Written request 1 — In the toolkit documentation below, what does the period helper return when a value holds multiple dates?

Text —

Archives.org Latin Toolkit Documentation

Classes

class archives_org_latin_toolkit.Metadata(csv_file)[source]

Bases: object

Metadata object for a file

Parameters:csv_file (str) – Path to the CSV file to parse
getDate(identifier)[source]

Get the date of a text given its identifier

Parameters:identifier (str) – Filename or identifier
Returns:Date of composition
Return type:int
class archives_org_latin_toolkit.Text(file, metadata=None, lowercase=False)[source]

Bases: object

Text reading object for archive_org

Parameters:
  • file (str) – File path
  • metadata (Metadata) – Metadata registry
  • lowercase (bool) – Clean Text will be in lowercase
Variables:
  • name – Name of the file
  • composed – Date of composition
clean

Clean version of the text : normalized space, remove new line, dehyphenize, remove punctuation and number.

cleanUp()[source]

Clean textual information and free RAM

composed
find_embedding(*strings, window=50, ignore_center=False, memory_efficient=True)[source]

Check if given string is in the file

Parameters:
  • strings – Strings as multiple arguments
  • window – Number of lines to retrieve
  • ignore_center – Remove the word found from the embedding
has_strings(*strings)[source]

Check if given string is in the file

Parameters:strings – Strings as multiple arguments
Returns:If found, return True
Return type:bool
name
raw
class archives_org_latin_toolkit.Repo(directory, metadata=None, lowercase=False)[source]

Bases: object

Repo reading object for archive_org

Parameters:
  • file (str) – File path
  • metadata (Metadata) – Metadata registry
  • lowercase (bool) – Clean Text will be in lowercase
find(*strings, multiprocess=None, memory_efficient=True)[source]

Find files who contains given strings

Parameters:
  • strings – Strings as multiple arguments
  • multiprocess (int) – Number of process to spawn
  • memory_efficient (bool) – Drop the content of files to avoid filling the ram with unused content
Returns:

Files who are matching the strings

Return type:

generator

get(identifier)[source]

Get the Text object given its identifier

Parameters:identifier (str) – Filename or identifier
Returns:Text object
Return type:Text

Helpers

archives_org_latin_toolkit.period(x)[source]

Parse a period in metadata. If there is multiple dates, returns the mean

Parameters:x (str) – Value to parse
Returns:Parsed numeral
Return type:int
archives_org_latin_toolkit.bce(x)[source]

Format A BCE string

Parameters:x (str) – Value to parse
Returns:Parsed numeral
Return type:str
archives_org_latin_toolkit.__window__(array, window, i)[source]

Compute embedding using i

Parameters:
  • strings
  • window – Number of word to take left, then right [ len(result) = (2*window)+1 ]
  • i – Index of the word
  • memory_efficient (bool) – Drop the content of files to avoid filling the ram with unused content
Returns:

List of words

archives_org_latin_toolkit.__find_multiprocess__(args)[source]

Find files who contains given strings

Parameters:args – Tuple where first element are Strings as list and second element is list of file objects
Returns:Files who are matching the strings
Return type:list

[A run of records]
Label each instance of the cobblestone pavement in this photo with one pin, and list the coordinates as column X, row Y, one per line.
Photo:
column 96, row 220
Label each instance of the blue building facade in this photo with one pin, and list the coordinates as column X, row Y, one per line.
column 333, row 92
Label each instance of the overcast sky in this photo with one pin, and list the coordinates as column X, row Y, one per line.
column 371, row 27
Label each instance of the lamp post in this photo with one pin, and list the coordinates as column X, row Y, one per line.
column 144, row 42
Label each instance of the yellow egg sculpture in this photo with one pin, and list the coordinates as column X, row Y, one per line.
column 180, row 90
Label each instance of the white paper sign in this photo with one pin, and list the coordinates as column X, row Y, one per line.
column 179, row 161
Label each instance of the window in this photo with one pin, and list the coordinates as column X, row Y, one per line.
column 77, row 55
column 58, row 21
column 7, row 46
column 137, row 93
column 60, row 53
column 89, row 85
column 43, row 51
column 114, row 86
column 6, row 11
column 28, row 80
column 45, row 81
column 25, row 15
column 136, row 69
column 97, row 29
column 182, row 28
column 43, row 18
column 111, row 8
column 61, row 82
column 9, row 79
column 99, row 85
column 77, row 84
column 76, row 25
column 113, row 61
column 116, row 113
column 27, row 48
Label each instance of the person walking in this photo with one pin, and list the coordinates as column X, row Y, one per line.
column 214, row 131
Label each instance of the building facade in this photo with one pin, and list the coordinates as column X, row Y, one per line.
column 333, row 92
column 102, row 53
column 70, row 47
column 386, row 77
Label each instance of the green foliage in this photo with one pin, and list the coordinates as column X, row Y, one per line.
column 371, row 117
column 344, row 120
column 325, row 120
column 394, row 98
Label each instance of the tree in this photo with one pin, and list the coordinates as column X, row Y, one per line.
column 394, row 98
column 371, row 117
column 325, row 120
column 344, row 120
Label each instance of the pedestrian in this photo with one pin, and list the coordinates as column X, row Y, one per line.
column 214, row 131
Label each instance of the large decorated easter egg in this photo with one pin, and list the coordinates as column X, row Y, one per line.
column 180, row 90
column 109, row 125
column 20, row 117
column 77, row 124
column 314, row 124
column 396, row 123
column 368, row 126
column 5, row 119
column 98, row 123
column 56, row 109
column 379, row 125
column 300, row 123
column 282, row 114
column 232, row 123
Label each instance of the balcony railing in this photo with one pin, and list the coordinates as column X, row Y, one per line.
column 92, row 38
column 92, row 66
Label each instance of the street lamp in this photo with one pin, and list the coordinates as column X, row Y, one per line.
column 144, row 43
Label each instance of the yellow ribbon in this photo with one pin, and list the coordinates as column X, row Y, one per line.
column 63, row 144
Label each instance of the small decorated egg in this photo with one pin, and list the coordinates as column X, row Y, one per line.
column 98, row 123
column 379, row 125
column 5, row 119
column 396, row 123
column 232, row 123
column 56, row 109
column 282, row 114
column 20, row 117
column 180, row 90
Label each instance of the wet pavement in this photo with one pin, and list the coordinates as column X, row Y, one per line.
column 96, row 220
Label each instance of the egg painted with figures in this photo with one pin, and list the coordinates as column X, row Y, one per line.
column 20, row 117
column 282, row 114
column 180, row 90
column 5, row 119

Written request 2 — Pick out every line in the listing that contains the string "facade", with case counting, and copy each of those lines.

Full output 1 — The mean of the dates.

Full output 2 —
Label each instance of the blue building facade in this photo with one pin, and list the coordinates as column X, row Y, one per line.
Label each instance of the building facade in this photo with one pin, and list the coordinates as column X, row Y, one per line.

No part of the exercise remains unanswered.